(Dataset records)

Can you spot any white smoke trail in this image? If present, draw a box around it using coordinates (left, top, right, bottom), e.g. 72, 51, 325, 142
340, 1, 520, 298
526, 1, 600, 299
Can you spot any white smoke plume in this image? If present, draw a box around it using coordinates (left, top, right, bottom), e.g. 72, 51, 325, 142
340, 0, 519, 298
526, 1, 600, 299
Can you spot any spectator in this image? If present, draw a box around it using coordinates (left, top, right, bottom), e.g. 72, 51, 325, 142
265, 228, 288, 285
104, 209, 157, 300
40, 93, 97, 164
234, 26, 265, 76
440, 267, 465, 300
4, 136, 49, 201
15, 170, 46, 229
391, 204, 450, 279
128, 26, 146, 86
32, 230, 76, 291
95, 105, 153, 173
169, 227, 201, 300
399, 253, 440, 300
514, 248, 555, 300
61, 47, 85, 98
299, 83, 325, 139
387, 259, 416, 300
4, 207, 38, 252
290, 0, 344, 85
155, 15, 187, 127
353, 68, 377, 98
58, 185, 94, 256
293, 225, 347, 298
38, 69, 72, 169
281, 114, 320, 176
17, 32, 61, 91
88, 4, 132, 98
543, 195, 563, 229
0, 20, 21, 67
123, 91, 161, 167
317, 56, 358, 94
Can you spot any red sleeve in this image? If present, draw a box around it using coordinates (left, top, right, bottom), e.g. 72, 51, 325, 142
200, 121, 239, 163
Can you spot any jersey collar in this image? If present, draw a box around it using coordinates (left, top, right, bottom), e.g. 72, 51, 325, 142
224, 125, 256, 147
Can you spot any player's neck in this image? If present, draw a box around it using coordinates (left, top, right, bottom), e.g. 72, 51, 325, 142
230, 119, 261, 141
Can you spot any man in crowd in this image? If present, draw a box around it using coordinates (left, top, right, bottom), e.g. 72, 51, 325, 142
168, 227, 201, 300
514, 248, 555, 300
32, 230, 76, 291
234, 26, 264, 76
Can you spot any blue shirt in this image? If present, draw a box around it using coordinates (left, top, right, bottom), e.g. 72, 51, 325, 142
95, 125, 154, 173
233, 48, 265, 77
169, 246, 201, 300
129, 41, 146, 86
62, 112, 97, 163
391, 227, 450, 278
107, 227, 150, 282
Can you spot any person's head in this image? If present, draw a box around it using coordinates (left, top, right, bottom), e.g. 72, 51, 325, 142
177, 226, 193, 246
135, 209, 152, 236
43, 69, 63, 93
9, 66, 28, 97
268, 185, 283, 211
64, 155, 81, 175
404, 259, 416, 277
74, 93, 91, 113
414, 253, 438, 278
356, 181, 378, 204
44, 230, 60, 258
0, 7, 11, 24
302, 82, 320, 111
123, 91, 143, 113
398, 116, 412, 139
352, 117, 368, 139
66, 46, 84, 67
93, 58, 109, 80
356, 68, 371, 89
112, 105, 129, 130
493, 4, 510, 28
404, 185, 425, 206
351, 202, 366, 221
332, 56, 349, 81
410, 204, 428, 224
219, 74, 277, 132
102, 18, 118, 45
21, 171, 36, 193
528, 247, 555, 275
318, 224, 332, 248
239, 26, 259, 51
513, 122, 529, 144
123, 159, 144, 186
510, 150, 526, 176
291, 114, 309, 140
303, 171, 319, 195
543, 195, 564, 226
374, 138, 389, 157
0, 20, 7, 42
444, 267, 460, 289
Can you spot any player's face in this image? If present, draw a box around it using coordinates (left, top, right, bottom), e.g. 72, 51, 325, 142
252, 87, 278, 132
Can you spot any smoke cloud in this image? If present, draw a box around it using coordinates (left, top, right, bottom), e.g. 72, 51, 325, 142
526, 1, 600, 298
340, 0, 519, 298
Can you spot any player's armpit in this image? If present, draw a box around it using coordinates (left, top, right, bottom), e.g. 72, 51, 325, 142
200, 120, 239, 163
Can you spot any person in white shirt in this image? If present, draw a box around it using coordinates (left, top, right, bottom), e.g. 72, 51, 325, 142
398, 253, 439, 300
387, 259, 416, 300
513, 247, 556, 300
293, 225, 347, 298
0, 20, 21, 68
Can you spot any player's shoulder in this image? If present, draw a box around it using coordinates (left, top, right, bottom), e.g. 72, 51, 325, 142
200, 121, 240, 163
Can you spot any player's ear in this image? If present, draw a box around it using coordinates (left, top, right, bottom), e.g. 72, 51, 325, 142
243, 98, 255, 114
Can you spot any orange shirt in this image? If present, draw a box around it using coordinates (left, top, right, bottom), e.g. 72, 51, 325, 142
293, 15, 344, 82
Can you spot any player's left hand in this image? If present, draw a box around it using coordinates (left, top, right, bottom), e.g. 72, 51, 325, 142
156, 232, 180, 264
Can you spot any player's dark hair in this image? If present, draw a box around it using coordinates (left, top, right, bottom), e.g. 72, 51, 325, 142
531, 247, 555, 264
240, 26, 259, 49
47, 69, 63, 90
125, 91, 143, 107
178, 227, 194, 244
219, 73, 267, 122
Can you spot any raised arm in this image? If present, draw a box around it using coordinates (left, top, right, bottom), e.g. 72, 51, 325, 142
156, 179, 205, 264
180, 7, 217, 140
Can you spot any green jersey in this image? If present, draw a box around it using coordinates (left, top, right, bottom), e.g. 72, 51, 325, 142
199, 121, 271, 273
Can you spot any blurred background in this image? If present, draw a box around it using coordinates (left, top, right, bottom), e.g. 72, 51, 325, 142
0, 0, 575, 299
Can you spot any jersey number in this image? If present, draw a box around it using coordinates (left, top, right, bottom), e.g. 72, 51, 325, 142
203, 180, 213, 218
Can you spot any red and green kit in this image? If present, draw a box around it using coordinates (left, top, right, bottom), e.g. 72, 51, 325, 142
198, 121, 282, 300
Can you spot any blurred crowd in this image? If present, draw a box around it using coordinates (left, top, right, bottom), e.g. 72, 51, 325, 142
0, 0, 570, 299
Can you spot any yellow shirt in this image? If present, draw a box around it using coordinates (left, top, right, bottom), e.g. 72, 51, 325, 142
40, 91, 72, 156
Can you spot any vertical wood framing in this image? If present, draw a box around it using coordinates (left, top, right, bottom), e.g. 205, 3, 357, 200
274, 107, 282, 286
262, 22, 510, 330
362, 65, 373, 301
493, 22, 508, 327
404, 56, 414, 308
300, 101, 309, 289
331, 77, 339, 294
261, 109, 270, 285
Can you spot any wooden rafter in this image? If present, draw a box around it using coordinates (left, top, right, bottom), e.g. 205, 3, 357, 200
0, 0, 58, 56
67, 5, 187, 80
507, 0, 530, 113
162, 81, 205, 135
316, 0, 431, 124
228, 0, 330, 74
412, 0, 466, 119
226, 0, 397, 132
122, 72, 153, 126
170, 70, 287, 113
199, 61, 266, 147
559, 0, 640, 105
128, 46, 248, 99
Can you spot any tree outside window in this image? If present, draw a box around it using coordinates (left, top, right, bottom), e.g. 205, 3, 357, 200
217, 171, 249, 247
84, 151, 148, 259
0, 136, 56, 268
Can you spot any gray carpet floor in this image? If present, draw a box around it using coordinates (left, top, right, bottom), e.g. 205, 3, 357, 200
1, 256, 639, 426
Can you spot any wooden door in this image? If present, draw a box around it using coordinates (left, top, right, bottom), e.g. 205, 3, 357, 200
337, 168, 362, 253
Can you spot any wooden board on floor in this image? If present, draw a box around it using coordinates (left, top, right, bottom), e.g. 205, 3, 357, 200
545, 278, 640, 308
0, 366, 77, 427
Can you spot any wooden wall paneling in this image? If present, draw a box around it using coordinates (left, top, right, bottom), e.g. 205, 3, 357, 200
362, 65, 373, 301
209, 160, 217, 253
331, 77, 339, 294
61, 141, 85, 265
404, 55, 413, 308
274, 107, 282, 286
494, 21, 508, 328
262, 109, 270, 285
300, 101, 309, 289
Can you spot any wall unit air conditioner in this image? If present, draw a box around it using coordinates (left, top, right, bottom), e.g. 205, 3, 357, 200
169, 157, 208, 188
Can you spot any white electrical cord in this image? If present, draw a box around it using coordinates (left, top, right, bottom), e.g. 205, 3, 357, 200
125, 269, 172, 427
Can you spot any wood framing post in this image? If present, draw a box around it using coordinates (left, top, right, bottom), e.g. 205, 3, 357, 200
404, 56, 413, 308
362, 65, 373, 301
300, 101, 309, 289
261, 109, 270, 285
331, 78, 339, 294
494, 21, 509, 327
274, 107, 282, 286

## Task statement:
Precisely the line with "Can you spot any wall" and the lines after it, up to the last line of the entries above, are to be reproduced, and nothing more.

## Solution for this exercise:
Can you spot any wall unit air conditioner in this image? If present, draw a box around it using coordinates (left, top, right, bottom), e.g. 205, 3, 357, 200
169, 157, 208, 188
Can you spot any white electrical cord in this image? If present, draw a box around it using coordinates (left, top, right, bottom), e.g. 205, 3, 357, 200
125, 269, 172, 427
Can you spot any wood framing post in this image? If present, draw a box around it using coordinates (left, top, right, bottom), e.g. 205, 3, 357, 200
404, 56, 413, 308
362, 65, 373, 301
300, 101, 309, 289
261, 109, 270, 285
331, 78, 339, 294
494, 21, 509, 327
274, 107, 282, 286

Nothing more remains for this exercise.